[Required work] Copy every record word for word.
<<<<
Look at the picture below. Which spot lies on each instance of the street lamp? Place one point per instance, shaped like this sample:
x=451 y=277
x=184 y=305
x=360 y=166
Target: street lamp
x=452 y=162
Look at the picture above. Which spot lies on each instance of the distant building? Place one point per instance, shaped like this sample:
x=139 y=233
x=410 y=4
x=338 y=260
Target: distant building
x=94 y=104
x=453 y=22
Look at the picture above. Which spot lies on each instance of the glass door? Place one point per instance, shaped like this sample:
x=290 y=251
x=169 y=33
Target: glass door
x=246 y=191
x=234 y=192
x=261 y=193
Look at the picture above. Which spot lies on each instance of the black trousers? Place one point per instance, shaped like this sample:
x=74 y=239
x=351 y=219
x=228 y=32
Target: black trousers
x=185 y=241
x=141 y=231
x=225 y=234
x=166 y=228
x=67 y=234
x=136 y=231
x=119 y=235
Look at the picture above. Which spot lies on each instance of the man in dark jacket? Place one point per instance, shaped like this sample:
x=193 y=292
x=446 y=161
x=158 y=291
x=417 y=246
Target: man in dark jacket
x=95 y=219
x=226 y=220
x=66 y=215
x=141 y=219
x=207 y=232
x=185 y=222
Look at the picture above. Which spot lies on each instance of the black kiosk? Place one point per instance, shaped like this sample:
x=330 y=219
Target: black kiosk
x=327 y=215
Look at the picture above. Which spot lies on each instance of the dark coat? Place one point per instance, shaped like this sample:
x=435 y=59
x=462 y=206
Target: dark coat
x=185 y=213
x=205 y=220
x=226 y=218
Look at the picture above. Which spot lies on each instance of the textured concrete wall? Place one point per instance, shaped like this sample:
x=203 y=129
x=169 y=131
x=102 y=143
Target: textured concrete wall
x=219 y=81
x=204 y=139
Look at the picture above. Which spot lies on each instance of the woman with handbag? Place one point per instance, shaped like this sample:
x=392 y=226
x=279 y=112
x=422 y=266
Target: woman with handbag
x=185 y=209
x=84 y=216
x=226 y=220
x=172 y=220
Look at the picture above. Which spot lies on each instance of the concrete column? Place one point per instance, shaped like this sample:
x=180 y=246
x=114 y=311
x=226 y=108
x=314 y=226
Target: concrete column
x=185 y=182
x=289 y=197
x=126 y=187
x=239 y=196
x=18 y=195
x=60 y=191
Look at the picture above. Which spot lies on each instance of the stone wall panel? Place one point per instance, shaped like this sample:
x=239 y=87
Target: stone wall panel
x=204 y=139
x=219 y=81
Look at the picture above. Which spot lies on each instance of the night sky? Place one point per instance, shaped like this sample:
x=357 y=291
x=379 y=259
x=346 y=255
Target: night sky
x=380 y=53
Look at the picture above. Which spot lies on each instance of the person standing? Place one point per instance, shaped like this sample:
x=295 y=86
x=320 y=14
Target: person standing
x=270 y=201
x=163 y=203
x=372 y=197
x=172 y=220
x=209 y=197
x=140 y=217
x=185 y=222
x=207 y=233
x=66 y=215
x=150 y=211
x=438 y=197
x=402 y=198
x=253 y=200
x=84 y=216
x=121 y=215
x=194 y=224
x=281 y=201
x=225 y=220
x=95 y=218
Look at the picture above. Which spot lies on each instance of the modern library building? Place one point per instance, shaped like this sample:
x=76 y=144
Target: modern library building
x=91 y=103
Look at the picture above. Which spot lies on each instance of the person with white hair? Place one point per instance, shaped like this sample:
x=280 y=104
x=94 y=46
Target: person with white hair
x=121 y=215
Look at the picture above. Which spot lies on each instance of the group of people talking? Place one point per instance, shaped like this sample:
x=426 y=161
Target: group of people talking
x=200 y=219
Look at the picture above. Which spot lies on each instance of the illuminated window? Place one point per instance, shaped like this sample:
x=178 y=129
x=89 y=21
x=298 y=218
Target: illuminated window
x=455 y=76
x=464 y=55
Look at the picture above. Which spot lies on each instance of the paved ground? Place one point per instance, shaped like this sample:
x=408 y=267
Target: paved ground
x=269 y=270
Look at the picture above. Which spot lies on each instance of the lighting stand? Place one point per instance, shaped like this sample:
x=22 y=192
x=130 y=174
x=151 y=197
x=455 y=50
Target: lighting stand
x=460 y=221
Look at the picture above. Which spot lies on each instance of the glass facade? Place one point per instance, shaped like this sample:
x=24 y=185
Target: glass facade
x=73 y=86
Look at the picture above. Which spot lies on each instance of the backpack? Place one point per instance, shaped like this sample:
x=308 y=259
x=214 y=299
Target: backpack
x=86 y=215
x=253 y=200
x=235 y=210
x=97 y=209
>>>>
[Answer box]
Look at the picture below. Which spot lies on each instance of the street lamp? Place one point per instance, shaped like this sample:
x=451 y=277
x=184 y=305
x=360 y=166
Target: street lamp
x=452 y=162
Look at the picture above. Which spot lies on each instance of the distant building? Place one point per instance, shaped like this sample:
x=139 y=233
x=410 y=4
x=338 y=260
Target: distant building
x=94 y=104
x=453 y=22
Look at the picture above. Which spot lies on each instance of the glass door? Place one point per instance, shaped like this sample:
x=290 y=251
x=169 y=33
Target: glass door
x=246 y=191
x=234 y=192
x=261 y=193
Look at the picture above. Which spot lies on each instance of the black trousers? Place one point per instance, shaped like this sample:
x=74 y=239
x=351 y=219
x=228 y=32
Target: black trousers
x=185 y=241
x=141 y=231
x=225 y=234
x=166 y=228
x=67 y=234
x=136 y=231
x=119 y=235
Look at the picture above. Which spot lies on each instance of the man in dark jacket? Place one point per instance, shaped like this sample:
x=193 y=292
x=446 y=161
x=158 y=291
x=417 y=246
Target: man in dark jacket
x=95 y=219
x=226 y=220
x=66 y=215
x=141 y=219
x=207 y=232
x=185 y=222
Look at the picture above. Which spot lies on each instance of the black kiosk? Place one point per instance, shaped like this sample:
x=330 y=219
Target: black kiosk
x=327 y=215
Look at the picture above. Which spot lies on each instance of the dark coat? Place one point per instance, shaped like this sample:
x=435 y=59
x=462 y=206
Target: dark coat
x=185 y=213
x=205 y=220
x=226 y=218
Look at the picture above. Which spot lies on each instance of the textured concrete wall? Place one point per instance, shaped like this sample:
x=203 y=129
x=169 y=131
x=102 y=143
Target: textured concrete wall
x=219 y=81
x=204 y=139
Look at the picture above. Which spot lies on each instance of the woman with handbag? Place one point per instance, shaped like this sample:
x=392 y=226
x=279 y=112
x=422 y=266
Target: woman with handbag
x=185 y=209
x=84 y=216
x=226 y=220
x=172 y=220
Look at the picture above. Which spot lies on each instance of the concrete column? Place one point per instance, shaped like this sample:
x=180 y=246
x=114 y=311
x=226 y=108
x=314 y=226
Target: concrete column
x=185 y=182
x=289 y=197
x=126 y=187
x=239 y=196
x=18 y=195
x=60 y=191
Look at the picture above. Which spot lies on each instance of the stone wall panel? Place one point per instance, shaped like this sample:
x=239 y=87
Target: stone wall panel
x=204 y=139
x=219 y=81
Look at the picture above. Which spot lies on each instance of the night sky? Place one point per instance, shaped like this sample:
x=357 y=291
x=379 y=259
x=346 y=255
Target: night sky
x=380 y=53
Look at the picture above. Which spot lies on each instance of the person standing? Place one point per instance, shaped like this sample:
x=295 y=86
x=320 y=14
Target: person standing
x=270 y=201
x=163 y=203
x=372 y=197
x=172 y=220
x=209 y=197
x=140 y=217
x=185 y=222
x=207 y=233
x=66 y=215
x=150 y=211
x=438 y=197
x=402 y=198
x=253 y=200
x=84 y=216
x=121 y=215
x=194 y=224
x=281 y=201
x=225 y=220
x=95 y=218
Look at the picture above. Which spot lies on each instance of the modern library building? Place one point per instance, shaped like this sample:
x=76 y=144
Target: modern library building
x=91 y=103
Look at the picture above. Which spot lies on each instance of the person with white hair? Place one point per instance, shaped like this sample:
x=280 y=104
x=94 y=46
Target: person with white hair
x=121 y=215
Look at the picture above. Which spot lies on each instance of the group of people talking? Place one point per instance, shaped like this sample:
x=426 y=161
Target: group of people talking
x=200 y=219
Look at the picture above. Which spot lies on each instance of the illuminated window? Place one point per instance, shaped like this sample:
x=178 y=129
x=89 y=21
x=298 y=218
Target: illuminated window
x=455 y=76
x=464 y=55
Look at the picture above. Which spot lies on each instance of the paved ground? Place one point per instance, shaped like this sample:
x=408 y=267
Target: paved ground
x=269 y=270
Look at the picture above. Which spot lies on each instance of the lighting stand? Place one point per instance, shaped like this sample:
x=22 y=192
x=130 y=174
x=151 y=197
x=455 y=50
Target: lighting stand
x=460 y=221
Look at the picture above. Which spot lies on each instance of the glass facade? Place one point per instance, shaped like this sample:
x=24 y=185
Target: glass facade
x=73 y=86
Look at the picture above. Which spot lies on each instance of the backpack? Place one point per instance, shaped like this sample:
x=308 y=259
x=214 y=299
Target: backpack
x=86 y=215
x=253 y=200
x=235 y=210
x=97 y=209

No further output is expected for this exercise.